• THE RECORDS:
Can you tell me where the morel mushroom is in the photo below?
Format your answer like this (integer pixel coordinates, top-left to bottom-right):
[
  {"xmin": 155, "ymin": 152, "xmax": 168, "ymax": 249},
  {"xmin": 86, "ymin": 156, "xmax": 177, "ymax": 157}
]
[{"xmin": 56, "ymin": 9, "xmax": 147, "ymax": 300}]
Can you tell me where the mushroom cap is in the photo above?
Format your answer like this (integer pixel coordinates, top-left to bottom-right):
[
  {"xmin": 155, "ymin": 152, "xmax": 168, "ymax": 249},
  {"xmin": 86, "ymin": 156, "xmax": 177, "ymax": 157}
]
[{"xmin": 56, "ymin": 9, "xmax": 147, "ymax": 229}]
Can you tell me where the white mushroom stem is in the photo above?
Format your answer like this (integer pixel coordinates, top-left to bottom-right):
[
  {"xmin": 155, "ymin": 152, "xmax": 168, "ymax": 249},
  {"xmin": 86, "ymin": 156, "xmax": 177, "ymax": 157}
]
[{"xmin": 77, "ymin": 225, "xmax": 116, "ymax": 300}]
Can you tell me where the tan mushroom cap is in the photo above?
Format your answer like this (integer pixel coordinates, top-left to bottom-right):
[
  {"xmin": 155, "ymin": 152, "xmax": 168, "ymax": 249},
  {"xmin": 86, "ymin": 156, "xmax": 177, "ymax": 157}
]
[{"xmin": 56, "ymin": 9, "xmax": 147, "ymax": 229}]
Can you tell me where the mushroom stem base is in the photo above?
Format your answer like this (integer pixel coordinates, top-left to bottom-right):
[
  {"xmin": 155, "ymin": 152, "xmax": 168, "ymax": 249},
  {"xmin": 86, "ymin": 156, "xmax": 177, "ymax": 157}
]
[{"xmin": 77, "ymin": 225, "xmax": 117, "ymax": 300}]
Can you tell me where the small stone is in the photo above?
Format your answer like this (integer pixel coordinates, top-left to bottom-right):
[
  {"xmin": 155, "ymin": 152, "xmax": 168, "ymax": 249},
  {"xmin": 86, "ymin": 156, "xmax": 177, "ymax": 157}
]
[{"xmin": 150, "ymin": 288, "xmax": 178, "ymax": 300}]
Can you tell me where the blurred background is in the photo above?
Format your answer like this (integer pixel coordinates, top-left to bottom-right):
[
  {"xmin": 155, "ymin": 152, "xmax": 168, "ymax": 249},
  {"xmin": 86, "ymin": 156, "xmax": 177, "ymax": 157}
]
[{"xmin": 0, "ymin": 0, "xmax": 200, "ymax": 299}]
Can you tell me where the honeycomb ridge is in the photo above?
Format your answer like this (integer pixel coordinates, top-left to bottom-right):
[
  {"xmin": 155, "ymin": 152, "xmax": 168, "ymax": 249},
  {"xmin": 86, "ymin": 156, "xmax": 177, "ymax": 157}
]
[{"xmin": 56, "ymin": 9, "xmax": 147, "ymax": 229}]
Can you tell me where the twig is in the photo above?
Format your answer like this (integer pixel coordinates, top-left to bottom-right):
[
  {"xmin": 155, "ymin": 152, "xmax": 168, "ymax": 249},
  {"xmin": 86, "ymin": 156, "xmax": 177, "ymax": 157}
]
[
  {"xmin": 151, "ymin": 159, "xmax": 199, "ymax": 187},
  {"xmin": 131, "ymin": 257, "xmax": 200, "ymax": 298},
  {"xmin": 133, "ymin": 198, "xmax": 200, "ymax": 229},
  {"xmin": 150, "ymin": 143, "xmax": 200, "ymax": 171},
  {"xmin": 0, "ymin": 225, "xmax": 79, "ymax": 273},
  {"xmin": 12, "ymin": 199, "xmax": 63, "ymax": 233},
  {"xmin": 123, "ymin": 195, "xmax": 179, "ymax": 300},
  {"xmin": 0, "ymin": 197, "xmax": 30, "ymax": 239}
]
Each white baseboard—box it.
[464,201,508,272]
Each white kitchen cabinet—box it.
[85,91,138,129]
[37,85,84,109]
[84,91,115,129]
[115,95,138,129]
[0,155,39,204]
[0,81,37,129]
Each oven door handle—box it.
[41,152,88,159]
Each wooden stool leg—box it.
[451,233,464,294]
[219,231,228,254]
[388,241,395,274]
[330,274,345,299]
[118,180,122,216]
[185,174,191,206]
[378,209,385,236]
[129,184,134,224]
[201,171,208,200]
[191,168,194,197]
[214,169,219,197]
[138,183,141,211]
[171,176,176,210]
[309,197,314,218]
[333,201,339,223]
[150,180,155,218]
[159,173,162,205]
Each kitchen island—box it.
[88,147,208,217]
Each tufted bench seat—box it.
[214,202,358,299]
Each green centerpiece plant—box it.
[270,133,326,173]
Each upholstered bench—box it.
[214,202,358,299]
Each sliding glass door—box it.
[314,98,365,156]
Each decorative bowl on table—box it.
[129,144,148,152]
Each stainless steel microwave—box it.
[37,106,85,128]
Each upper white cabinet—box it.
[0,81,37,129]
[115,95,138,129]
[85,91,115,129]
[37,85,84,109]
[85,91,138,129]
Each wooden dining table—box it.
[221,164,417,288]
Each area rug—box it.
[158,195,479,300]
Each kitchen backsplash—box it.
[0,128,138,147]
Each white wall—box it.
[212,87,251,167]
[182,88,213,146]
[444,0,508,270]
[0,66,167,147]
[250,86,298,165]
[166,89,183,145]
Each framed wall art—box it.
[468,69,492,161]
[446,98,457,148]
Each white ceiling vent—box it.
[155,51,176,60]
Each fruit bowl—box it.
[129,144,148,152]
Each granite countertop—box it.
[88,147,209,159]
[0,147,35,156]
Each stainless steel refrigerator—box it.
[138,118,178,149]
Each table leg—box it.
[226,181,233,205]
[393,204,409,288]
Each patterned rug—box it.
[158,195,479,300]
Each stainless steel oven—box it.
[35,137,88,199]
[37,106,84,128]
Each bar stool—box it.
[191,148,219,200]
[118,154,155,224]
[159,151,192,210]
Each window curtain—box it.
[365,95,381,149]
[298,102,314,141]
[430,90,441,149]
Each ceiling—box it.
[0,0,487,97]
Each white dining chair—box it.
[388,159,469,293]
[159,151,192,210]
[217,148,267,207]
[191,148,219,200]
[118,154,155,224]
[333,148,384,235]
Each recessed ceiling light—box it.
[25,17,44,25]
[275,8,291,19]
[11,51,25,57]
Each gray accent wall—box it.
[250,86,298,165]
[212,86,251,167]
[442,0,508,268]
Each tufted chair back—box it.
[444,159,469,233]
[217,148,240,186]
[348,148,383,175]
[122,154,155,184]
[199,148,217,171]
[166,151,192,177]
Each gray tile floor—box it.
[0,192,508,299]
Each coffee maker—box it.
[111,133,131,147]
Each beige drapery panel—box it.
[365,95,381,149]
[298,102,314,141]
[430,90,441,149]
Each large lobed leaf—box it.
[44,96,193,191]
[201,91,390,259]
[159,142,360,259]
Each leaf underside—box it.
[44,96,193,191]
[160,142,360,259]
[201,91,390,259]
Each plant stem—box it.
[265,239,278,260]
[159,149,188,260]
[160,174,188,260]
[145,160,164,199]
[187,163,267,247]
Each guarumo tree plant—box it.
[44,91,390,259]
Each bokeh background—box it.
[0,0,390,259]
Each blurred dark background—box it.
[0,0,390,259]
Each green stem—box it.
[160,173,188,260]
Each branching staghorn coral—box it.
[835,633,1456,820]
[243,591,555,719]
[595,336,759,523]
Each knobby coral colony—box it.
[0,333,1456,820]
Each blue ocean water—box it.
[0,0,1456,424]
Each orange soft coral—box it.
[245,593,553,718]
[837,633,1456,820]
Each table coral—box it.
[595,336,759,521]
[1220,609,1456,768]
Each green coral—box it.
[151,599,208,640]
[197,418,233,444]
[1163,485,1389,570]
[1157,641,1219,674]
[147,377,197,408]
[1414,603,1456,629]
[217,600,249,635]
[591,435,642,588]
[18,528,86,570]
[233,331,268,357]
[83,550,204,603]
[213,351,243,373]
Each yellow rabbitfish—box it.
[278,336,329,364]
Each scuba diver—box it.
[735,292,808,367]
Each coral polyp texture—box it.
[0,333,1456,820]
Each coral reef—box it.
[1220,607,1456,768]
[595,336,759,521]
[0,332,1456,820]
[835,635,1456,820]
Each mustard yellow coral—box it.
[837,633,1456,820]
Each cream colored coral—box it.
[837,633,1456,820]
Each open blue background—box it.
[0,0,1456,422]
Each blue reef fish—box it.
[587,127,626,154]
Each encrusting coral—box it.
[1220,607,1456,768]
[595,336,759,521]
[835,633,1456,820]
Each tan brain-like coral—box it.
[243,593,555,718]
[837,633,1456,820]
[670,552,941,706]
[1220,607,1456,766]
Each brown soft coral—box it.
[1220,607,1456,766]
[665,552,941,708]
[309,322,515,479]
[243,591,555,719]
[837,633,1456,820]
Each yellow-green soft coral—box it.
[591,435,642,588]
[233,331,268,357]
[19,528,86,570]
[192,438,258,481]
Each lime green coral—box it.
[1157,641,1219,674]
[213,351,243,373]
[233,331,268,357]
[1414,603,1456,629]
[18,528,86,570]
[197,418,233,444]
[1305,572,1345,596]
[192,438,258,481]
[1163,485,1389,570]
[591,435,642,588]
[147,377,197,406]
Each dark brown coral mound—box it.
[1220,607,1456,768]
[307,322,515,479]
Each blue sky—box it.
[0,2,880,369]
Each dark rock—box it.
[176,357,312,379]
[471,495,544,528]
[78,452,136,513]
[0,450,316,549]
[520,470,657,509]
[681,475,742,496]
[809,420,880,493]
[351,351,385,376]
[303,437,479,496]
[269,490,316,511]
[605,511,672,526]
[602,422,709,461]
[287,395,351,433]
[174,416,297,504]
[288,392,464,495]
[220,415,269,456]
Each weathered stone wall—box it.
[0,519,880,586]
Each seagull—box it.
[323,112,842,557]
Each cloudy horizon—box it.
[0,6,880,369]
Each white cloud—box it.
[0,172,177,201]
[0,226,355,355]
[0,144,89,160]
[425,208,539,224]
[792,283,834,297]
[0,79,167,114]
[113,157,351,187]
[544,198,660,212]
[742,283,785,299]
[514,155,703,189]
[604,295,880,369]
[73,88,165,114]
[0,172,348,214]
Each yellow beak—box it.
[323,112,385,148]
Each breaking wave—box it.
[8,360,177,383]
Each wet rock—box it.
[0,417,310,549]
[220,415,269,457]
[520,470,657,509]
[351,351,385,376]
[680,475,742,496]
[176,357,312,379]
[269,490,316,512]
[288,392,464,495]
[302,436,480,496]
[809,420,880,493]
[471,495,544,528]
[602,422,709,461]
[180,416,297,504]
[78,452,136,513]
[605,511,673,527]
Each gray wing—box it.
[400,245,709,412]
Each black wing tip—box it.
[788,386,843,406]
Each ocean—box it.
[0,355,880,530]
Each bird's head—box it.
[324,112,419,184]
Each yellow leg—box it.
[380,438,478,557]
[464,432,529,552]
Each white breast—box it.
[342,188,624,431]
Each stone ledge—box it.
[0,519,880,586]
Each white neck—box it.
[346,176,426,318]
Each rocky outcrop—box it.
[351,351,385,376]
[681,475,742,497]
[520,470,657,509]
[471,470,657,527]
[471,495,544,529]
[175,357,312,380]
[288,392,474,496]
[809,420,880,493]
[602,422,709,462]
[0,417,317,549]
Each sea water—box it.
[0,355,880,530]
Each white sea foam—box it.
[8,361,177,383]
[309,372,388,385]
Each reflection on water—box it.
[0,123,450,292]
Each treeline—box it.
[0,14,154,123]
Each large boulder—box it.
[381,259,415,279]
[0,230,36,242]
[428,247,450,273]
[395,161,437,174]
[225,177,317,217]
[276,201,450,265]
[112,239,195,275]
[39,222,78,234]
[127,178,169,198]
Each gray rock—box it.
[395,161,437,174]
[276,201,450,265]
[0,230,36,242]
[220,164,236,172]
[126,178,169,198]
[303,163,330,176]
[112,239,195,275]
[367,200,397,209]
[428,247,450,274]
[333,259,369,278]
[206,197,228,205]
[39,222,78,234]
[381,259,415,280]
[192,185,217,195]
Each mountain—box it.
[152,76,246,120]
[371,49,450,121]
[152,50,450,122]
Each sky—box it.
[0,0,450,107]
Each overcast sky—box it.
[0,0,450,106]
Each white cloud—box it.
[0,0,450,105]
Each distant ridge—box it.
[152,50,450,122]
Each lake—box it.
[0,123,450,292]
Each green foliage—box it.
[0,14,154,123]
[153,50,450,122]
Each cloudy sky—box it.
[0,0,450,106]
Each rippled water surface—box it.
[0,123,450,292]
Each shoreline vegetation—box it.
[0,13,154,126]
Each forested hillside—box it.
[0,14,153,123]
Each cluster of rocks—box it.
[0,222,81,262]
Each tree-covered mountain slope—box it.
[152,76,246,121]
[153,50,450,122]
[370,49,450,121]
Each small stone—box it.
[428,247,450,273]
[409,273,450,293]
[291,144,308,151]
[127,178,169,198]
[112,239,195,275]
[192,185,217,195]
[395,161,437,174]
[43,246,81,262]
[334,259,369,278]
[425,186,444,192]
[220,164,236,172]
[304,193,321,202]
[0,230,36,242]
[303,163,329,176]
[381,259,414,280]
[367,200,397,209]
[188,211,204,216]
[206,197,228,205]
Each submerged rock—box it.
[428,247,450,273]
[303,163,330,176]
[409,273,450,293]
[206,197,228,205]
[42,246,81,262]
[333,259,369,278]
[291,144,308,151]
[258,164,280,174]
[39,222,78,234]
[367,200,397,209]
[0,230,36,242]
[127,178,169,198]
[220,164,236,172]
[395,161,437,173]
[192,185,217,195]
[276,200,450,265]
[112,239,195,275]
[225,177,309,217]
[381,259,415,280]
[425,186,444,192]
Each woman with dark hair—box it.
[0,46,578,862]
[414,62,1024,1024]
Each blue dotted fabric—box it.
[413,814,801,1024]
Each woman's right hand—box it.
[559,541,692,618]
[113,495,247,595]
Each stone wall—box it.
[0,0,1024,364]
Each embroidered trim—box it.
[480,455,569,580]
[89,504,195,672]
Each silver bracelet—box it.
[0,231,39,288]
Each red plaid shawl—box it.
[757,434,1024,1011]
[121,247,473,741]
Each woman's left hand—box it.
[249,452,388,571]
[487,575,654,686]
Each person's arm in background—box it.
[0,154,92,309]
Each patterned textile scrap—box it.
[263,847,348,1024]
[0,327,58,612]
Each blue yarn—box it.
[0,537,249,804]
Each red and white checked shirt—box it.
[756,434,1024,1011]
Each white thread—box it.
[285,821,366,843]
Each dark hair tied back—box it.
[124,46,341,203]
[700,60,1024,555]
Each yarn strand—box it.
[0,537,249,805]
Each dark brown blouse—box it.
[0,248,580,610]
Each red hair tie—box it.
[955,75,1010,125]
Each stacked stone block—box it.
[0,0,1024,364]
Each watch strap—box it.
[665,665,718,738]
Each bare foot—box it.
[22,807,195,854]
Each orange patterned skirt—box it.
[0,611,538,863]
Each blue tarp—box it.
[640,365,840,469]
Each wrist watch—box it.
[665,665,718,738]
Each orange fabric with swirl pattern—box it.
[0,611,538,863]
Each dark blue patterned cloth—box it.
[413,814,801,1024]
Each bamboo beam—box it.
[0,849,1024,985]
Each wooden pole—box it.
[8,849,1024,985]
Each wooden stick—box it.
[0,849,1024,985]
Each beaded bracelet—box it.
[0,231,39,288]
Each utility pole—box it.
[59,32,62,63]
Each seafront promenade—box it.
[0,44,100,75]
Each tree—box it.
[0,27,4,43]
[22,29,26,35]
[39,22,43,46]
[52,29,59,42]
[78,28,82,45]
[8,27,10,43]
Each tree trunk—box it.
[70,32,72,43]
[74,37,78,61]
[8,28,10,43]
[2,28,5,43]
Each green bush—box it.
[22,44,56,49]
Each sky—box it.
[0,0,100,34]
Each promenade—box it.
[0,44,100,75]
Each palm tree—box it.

• EXERCISE: Format everything from the line containing "Each blue ocean water—box it." down to the line containing "[1220,609,1456,768]" as a two-column CSV with the headers instruction and boxes. Write one row per item, with its text and its answer each in a single quoted field and any line breaks replaced by spaces.

• RESULT OF THIS TASK:
instruction,boxes
"Each blue ocean water—box it.","[0,0,1456,424]"
"Each orange soft coral—box it.","[245,593,553,718] [837,633,1456,820]"
"Each table coral—box it.","[595,336,759,521] [1220,609,1456,768]"